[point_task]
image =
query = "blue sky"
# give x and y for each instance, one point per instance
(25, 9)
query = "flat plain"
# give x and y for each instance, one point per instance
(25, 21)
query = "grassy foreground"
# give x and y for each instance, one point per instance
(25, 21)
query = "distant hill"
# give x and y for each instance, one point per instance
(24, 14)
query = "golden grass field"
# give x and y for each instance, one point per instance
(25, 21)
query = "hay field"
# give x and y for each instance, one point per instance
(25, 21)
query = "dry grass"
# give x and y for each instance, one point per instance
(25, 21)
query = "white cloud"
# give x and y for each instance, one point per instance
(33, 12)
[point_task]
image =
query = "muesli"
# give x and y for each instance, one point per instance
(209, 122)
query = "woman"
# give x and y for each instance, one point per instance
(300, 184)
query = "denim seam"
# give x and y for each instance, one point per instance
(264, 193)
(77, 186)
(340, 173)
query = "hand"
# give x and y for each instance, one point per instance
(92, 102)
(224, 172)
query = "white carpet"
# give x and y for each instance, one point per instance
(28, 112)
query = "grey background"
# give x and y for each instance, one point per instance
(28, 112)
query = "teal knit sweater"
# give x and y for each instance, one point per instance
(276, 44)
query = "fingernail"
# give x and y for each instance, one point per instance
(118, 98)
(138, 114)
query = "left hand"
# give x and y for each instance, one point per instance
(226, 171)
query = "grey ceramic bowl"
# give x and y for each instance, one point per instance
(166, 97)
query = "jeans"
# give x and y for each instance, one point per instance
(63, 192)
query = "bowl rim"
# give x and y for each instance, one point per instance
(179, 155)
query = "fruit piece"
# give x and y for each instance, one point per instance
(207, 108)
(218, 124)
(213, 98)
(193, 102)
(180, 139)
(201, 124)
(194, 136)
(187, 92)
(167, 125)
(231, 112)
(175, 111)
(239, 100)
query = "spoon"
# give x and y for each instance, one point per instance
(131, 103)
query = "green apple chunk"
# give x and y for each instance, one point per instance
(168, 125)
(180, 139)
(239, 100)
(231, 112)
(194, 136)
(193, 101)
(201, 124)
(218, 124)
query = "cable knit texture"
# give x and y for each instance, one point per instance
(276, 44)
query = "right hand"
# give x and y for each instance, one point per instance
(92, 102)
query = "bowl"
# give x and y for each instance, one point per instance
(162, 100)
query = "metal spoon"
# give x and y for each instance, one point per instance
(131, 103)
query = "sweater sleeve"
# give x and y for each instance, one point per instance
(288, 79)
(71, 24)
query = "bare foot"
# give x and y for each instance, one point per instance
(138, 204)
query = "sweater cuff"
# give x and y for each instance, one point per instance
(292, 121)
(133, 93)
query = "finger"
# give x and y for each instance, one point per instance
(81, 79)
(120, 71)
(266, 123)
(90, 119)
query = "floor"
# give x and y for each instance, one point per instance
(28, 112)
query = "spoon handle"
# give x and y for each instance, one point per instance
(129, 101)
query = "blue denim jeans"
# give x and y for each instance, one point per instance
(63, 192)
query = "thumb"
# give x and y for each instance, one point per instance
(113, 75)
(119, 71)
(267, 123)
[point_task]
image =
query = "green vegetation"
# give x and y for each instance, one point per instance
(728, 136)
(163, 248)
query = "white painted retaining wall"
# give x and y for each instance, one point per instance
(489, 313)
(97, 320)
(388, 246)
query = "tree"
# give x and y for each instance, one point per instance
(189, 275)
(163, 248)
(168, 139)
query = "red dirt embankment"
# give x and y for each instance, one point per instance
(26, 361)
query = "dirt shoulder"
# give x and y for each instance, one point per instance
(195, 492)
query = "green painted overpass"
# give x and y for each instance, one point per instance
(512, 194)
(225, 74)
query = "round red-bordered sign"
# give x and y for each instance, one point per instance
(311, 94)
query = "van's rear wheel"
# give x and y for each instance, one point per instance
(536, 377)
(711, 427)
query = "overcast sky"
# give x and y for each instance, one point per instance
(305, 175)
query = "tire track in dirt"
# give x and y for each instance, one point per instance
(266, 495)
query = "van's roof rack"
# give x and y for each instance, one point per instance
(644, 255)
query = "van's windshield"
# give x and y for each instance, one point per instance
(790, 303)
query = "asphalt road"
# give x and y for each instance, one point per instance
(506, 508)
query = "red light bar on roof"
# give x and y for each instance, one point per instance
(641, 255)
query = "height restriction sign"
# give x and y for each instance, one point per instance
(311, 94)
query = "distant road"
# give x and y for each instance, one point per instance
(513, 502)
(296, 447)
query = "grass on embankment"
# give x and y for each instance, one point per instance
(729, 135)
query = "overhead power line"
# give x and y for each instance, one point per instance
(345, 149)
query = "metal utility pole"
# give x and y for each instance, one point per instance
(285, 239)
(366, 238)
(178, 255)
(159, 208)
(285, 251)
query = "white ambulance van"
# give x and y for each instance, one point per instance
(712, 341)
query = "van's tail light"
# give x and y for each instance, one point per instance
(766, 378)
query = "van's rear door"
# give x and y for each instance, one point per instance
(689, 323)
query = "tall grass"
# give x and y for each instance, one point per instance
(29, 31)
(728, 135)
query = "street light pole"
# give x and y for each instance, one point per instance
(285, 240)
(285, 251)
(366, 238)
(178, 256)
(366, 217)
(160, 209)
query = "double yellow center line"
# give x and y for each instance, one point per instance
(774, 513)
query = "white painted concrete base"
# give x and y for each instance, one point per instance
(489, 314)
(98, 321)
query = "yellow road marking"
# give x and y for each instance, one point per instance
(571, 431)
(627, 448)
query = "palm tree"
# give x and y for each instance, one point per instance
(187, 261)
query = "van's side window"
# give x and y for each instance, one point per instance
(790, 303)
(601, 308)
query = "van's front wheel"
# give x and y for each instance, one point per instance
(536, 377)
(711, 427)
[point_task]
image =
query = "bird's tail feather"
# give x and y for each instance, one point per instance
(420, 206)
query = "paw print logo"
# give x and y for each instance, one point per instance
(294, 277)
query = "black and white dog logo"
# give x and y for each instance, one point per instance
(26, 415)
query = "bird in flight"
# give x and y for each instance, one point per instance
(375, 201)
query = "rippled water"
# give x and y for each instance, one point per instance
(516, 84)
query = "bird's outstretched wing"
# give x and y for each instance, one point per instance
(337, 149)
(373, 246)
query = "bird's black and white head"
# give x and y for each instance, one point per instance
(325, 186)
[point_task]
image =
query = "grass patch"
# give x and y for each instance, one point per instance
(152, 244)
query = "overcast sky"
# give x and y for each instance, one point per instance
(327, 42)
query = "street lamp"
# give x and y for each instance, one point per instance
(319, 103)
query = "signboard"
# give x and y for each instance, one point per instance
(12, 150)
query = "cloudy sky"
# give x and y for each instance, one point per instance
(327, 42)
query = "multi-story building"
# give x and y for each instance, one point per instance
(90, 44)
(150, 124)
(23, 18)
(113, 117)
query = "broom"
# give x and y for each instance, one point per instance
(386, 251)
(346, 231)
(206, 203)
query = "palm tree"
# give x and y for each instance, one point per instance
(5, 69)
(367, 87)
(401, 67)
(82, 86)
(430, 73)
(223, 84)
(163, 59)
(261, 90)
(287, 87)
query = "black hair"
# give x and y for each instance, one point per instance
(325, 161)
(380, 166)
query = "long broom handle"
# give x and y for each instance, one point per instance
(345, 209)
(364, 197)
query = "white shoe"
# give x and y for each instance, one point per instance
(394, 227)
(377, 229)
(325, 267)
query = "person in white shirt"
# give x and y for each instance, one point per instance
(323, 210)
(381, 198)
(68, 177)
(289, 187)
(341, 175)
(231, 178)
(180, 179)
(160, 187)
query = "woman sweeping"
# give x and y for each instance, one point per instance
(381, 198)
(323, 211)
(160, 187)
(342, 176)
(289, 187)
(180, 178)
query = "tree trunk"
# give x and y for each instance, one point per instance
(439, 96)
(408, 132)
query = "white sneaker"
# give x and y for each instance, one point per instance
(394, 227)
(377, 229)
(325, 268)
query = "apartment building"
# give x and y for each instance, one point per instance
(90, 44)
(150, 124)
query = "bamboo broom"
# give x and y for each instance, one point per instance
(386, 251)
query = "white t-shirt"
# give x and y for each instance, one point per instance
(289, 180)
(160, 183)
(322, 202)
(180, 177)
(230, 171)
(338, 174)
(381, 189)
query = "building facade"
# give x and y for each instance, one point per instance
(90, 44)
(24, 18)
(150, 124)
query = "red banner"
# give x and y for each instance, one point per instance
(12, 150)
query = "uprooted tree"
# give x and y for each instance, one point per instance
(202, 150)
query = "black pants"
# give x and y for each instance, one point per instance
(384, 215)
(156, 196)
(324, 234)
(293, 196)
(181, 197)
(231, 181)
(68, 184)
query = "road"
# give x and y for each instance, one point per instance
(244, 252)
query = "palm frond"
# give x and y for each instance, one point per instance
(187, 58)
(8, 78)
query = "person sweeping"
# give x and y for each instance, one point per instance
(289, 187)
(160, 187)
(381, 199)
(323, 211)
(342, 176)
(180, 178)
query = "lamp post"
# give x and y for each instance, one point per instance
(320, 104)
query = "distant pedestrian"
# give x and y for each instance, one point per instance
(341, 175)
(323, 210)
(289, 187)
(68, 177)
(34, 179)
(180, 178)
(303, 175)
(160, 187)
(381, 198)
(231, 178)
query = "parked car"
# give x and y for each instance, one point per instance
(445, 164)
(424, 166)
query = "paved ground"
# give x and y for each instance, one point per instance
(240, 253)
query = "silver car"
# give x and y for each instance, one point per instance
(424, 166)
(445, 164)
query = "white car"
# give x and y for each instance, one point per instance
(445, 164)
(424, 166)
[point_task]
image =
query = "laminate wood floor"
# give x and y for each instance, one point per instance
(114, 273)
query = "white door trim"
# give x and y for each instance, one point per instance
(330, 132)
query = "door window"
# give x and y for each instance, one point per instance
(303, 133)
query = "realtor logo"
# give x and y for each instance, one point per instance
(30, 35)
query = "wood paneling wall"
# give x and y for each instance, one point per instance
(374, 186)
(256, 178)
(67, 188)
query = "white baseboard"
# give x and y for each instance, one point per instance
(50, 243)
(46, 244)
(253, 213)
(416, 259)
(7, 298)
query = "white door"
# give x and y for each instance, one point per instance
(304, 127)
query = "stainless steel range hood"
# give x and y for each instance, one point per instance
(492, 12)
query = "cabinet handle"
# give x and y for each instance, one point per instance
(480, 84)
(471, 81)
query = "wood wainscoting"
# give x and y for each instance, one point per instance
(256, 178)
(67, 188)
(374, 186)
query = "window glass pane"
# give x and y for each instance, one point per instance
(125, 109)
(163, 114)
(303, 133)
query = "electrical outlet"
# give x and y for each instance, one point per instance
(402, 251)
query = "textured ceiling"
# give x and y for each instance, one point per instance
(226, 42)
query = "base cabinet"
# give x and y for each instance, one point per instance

-- -- --

#### THE EXERCISE
Collect every line of the material above that contains the word "black", and copy each one in full.

#### SOLVED PROBLEM
query = "black and white dog logo"
query = "bird's black and white head"
query = "black hair"
query = "black pants"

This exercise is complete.